Übungsmaterial =>
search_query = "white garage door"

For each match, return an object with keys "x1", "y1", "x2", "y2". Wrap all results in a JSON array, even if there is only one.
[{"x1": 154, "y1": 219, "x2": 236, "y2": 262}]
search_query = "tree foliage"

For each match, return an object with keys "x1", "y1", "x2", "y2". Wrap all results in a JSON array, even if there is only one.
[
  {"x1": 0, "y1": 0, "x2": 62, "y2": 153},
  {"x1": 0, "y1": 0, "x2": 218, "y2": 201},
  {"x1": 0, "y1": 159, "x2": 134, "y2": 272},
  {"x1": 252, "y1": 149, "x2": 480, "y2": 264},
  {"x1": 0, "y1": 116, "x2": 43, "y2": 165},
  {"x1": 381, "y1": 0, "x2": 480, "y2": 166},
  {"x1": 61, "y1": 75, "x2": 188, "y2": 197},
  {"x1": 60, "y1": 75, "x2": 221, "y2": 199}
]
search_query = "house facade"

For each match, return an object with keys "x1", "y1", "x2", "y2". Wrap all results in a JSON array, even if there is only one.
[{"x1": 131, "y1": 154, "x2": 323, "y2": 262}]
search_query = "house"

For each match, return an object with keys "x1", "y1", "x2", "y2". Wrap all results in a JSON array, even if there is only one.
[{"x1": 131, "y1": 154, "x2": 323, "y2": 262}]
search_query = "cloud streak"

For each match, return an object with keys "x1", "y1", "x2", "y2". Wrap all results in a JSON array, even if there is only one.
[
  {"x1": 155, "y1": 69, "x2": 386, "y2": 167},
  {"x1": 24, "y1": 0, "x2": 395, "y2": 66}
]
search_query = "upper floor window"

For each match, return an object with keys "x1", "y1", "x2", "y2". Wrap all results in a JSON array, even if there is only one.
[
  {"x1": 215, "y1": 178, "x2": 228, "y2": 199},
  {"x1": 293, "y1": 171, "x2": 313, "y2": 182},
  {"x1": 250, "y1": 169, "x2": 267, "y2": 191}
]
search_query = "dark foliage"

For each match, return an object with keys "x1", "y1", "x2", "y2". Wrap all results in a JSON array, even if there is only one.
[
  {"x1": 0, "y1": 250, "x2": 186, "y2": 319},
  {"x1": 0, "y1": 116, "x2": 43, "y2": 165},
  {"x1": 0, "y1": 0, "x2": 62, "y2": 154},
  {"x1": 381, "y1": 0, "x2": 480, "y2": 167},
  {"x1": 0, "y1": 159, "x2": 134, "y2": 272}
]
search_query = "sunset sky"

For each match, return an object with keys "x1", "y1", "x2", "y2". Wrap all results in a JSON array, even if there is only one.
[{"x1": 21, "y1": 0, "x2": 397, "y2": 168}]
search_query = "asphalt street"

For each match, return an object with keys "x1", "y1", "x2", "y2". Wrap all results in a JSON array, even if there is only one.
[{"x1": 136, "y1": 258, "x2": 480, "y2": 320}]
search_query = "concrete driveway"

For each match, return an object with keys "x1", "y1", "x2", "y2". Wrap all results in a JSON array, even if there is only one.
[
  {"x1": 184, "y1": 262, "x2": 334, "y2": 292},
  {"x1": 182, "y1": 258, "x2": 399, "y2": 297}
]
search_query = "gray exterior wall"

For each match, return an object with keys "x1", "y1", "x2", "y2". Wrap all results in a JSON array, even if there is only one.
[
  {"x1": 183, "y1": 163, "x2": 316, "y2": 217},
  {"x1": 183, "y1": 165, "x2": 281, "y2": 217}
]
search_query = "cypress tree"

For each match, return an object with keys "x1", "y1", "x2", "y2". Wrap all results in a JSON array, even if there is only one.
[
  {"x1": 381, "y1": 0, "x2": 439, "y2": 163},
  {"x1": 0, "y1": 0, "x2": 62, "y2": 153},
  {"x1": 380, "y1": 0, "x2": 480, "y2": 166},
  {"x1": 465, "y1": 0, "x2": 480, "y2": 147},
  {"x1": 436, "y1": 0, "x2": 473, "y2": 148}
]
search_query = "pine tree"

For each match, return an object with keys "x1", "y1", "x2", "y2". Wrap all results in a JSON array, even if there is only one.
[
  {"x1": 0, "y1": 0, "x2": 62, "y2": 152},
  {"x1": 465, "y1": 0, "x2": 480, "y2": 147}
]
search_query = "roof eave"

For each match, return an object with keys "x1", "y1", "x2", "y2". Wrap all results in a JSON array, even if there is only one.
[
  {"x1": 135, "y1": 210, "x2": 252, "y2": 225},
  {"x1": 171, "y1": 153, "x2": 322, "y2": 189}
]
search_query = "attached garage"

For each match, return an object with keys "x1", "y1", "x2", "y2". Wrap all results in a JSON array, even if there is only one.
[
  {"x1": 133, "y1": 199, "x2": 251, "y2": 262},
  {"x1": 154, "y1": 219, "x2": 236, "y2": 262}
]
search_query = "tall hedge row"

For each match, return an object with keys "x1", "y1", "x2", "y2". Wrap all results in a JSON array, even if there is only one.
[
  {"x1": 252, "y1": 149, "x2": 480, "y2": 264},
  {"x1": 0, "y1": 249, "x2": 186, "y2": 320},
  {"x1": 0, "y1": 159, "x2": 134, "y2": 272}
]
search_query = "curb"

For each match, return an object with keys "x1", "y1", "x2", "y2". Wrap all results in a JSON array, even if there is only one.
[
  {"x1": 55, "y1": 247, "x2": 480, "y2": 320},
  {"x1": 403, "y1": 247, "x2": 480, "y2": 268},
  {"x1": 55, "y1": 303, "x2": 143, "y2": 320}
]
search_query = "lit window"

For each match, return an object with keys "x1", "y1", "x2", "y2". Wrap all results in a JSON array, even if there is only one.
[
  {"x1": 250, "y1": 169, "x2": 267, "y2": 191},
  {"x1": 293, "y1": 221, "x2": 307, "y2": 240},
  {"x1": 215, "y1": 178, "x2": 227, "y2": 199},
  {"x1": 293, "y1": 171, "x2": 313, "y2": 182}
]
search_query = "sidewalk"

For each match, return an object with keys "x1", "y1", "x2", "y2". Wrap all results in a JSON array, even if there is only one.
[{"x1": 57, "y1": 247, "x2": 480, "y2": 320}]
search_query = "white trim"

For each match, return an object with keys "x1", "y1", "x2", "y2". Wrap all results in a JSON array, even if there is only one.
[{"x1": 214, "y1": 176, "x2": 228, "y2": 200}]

Ziel =>
Gib an, in wie vielen Zeilen des Materials die Zeichenfolge „house“ vorkommt, und antworte nur mit der Zahl. Groß- und Kleinschreibung wird unterschieden.

Lösung =>
2